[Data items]
-- Start --
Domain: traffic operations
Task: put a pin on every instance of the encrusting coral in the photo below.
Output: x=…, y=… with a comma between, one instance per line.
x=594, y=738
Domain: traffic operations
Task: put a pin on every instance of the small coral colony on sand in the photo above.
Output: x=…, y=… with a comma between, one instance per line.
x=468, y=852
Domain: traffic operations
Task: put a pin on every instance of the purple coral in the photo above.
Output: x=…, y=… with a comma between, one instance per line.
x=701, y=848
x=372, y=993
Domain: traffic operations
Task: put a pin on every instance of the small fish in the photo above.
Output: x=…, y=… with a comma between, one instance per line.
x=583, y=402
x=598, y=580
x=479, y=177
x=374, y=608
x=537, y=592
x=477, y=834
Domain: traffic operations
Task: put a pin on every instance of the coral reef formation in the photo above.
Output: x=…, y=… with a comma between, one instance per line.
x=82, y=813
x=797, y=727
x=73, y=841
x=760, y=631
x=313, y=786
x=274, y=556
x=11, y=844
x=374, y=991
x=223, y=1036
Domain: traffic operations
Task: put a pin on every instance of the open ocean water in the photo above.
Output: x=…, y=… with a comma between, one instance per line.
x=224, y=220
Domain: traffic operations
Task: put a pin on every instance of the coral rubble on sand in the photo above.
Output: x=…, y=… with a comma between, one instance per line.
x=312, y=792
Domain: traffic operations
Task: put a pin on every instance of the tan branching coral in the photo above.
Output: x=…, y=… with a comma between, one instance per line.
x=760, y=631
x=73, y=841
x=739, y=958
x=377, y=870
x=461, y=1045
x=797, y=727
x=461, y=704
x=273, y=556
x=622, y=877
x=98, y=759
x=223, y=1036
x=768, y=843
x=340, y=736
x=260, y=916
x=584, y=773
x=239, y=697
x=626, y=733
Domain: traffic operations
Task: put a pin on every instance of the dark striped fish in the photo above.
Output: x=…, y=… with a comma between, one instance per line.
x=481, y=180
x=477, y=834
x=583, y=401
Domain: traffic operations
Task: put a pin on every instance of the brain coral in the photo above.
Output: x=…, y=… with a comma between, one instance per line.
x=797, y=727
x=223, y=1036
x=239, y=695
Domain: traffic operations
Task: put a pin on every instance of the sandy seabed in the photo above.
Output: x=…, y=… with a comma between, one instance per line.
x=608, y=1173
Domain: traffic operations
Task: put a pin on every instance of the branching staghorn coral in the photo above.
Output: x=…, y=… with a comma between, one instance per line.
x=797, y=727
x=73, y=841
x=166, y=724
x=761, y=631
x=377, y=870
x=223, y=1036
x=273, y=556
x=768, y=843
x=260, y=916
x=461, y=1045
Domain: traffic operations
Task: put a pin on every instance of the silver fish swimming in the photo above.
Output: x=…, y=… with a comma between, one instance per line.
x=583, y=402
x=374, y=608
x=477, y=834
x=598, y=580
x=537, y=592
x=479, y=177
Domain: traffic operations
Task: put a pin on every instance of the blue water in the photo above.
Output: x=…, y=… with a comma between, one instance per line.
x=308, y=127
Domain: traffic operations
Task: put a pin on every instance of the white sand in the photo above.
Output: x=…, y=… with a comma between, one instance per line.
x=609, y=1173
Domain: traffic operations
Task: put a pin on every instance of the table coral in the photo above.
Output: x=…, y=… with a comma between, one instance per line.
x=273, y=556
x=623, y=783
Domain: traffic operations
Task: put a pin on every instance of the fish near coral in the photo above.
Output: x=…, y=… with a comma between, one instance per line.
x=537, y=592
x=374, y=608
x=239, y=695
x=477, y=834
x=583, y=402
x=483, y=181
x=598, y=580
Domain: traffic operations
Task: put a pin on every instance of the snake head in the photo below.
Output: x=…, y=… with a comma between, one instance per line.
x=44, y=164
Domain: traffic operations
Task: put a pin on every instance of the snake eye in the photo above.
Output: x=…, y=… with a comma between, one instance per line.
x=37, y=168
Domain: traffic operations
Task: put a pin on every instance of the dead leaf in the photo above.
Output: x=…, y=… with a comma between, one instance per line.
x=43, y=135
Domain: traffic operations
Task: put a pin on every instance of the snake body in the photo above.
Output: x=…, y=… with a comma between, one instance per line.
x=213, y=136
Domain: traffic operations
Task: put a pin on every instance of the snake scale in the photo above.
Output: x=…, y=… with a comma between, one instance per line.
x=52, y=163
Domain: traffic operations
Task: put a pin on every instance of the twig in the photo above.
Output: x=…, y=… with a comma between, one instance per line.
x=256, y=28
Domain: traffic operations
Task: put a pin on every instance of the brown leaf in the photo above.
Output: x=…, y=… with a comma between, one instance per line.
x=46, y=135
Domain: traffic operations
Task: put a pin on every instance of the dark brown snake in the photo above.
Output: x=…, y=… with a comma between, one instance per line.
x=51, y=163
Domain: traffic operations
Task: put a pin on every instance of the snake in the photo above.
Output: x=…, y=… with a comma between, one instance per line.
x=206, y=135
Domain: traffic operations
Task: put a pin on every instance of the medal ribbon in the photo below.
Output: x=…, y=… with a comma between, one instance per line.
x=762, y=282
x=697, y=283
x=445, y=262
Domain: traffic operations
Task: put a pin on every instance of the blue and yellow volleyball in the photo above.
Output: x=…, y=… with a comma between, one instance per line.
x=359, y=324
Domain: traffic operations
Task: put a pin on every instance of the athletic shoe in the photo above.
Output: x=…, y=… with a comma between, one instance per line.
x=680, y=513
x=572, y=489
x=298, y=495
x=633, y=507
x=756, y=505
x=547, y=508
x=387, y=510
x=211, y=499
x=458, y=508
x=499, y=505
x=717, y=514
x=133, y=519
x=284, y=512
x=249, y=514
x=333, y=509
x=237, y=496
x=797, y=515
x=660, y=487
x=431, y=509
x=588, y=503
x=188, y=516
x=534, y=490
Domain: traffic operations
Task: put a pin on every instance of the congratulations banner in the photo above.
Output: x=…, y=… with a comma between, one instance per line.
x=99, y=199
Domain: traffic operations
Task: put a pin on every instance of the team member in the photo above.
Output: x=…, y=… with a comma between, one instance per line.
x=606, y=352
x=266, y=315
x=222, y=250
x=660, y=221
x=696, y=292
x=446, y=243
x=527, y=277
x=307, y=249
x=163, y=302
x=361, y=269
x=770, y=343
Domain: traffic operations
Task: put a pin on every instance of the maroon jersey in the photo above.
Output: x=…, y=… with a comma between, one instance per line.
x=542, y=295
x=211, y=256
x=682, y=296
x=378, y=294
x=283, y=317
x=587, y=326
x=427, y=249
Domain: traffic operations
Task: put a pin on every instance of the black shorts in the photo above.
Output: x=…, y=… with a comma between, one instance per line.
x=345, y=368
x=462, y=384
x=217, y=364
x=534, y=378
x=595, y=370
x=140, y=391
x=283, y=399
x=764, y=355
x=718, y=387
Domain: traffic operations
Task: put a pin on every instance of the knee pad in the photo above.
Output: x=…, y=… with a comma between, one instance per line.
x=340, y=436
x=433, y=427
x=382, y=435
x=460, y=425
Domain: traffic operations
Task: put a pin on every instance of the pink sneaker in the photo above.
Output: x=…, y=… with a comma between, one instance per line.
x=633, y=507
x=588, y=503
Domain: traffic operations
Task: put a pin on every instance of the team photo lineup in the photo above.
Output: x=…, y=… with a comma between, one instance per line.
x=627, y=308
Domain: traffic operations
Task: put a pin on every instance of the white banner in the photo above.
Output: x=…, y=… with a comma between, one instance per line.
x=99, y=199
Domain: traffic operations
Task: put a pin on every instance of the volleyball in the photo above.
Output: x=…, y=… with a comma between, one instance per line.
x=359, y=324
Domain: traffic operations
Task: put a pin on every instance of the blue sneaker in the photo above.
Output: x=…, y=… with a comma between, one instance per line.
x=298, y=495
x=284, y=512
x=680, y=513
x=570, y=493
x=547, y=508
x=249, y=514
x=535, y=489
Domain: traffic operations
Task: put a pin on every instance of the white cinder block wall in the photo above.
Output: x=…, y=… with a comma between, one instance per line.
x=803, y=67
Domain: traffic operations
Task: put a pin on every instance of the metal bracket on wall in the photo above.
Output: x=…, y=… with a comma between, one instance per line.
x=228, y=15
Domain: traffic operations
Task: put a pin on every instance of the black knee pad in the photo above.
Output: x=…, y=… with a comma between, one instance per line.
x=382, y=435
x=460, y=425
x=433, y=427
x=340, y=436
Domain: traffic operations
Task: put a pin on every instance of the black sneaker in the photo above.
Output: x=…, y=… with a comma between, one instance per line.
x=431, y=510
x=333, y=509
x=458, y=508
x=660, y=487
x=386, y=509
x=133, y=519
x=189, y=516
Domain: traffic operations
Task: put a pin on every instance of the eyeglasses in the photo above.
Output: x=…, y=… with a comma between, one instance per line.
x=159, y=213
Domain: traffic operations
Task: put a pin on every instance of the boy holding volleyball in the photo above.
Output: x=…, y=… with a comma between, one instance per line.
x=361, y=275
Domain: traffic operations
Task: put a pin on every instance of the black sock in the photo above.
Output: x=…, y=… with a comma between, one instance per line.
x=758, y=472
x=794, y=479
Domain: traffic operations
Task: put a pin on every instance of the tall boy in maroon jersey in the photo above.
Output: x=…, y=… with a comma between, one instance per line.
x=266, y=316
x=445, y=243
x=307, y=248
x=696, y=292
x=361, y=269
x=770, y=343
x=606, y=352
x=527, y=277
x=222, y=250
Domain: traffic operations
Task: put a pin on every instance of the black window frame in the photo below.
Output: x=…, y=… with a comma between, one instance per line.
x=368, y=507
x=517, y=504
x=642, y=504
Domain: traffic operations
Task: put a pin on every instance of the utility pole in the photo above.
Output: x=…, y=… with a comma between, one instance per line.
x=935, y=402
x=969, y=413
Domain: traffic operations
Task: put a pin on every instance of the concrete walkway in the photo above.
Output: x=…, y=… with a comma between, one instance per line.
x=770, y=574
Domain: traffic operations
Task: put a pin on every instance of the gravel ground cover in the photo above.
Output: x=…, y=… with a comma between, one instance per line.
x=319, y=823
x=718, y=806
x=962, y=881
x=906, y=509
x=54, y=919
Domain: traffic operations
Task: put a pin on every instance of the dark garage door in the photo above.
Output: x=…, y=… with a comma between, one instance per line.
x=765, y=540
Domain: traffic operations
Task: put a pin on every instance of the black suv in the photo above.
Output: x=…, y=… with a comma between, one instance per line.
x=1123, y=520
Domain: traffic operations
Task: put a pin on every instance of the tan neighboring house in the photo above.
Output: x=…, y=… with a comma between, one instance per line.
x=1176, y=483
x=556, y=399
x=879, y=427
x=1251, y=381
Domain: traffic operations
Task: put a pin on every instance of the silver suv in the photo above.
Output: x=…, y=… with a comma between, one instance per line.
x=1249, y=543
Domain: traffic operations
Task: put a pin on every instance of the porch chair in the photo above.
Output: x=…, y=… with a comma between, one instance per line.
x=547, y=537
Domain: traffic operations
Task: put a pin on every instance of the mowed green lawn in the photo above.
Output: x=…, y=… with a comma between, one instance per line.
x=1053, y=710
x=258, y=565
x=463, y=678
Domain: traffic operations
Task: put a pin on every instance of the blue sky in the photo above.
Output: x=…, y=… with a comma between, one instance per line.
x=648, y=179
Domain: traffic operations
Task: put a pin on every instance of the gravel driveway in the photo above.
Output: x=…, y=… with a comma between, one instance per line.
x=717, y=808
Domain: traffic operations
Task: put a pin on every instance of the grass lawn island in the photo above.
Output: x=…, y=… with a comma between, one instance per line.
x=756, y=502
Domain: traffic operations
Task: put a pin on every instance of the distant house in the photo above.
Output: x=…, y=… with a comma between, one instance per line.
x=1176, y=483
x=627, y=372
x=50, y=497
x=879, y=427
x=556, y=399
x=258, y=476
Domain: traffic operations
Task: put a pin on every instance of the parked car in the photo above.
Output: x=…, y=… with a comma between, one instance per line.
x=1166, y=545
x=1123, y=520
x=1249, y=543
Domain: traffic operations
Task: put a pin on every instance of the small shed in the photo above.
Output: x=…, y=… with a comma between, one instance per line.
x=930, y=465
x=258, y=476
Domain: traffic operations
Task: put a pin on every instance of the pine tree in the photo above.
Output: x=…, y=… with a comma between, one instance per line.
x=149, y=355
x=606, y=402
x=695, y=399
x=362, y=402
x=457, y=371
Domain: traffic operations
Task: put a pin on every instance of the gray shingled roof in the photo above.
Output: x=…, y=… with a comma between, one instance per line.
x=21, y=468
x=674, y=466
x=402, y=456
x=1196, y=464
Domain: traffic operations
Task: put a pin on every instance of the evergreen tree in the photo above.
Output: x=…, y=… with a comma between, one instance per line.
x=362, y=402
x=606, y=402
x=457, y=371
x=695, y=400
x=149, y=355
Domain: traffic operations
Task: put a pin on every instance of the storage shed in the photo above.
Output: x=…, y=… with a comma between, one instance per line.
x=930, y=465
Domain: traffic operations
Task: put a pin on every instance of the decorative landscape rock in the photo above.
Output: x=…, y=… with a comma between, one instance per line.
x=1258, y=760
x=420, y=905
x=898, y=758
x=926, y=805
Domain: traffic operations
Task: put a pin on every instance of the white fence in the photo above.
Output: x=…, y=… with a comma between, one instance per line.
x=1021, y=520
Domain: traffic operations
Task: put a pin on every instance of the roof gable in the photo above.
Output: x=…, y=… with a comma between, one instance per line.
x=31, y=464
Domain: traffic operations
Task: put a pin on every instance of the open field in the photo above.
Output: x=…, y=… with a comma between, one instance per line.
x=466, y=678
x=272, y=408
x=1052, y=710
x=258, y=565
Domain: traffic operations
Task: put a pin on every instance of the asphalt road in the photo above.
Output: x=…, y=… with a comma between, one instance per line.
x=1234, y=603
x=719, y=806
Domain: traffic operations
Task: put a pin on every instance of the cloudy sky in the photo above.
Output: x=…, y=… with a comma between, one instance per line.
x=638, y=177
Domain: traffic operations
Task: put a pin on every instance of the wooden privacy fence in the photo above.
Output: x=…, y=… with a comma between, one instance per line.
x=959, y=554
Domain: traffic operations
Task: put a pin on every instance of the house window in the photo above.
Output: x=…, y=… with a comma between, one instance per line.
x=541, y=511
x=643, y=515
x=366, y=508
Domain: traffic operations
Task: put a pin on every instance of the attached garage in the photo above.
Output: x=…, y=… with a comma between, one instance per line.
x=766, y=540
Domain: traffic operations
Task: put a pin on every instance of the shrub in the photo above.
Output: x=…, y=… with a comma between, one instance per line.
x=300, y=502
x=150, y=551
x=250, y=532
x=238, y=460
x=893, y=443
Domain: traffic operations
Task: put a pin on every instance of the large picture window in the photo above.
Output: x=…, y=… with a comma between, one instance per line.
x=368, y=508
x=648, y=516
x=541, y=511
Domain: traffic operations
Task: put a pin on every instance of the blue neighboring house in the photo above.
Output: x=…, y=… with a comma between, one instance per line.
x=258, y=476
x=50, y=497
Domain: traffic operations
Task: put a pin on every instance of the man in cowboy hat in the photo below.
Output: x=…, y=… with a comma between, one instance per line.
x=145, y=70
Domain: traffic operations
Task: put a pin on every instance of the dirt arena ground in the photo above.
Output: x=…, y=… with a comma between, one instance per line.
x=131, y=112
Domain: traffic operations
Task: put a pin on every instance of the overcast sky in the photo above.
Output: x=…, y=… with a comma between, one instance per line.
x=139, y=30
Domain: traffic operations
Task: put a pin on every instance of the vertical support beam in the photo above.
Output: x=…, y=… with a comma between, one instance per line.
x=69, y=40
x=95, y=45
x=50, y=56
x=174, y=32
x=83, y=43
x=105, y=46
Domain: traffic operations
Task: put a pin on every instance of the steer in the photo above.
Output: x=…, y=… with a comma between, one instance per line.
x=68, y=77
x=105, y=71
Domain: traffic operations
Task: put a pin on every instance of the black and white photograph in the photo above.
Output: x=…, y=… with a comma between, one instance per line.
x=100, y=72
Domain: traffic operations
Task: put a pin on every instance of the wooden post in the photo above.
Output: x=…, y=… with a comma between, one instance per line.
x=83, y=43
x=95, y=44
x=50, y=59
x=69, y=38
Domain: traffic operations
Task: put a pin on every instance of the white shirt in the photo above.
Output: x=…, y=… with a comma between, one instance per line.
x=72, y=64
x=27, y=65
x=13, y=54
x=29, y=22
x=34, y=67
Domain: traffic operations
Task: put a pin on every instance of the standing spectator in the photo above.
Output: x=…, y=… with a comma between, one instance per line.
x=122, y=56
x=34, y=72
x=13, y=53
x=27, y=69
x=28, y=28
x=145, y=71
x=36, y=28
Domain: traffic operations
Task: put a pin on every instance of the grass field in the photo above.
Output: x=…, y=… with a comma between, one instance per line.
-- End --
## [What is required]
Copy word for word the lines from the start of the records above through the line containing "x=468, y=852".

## [Exercise answer]
Domain: traffic operations
Task: put a pin on every instance of the encrusting coral in the photo below.
Output: x=…, y=… with a comma between, one instance per line.
x=594, y=738
Domain: traffic operations
Task: put a pin on every instance of the small coral colony on sand in the photo above.
Output: x=…, y=… with a comma between, one instance per line.
x=468, y=852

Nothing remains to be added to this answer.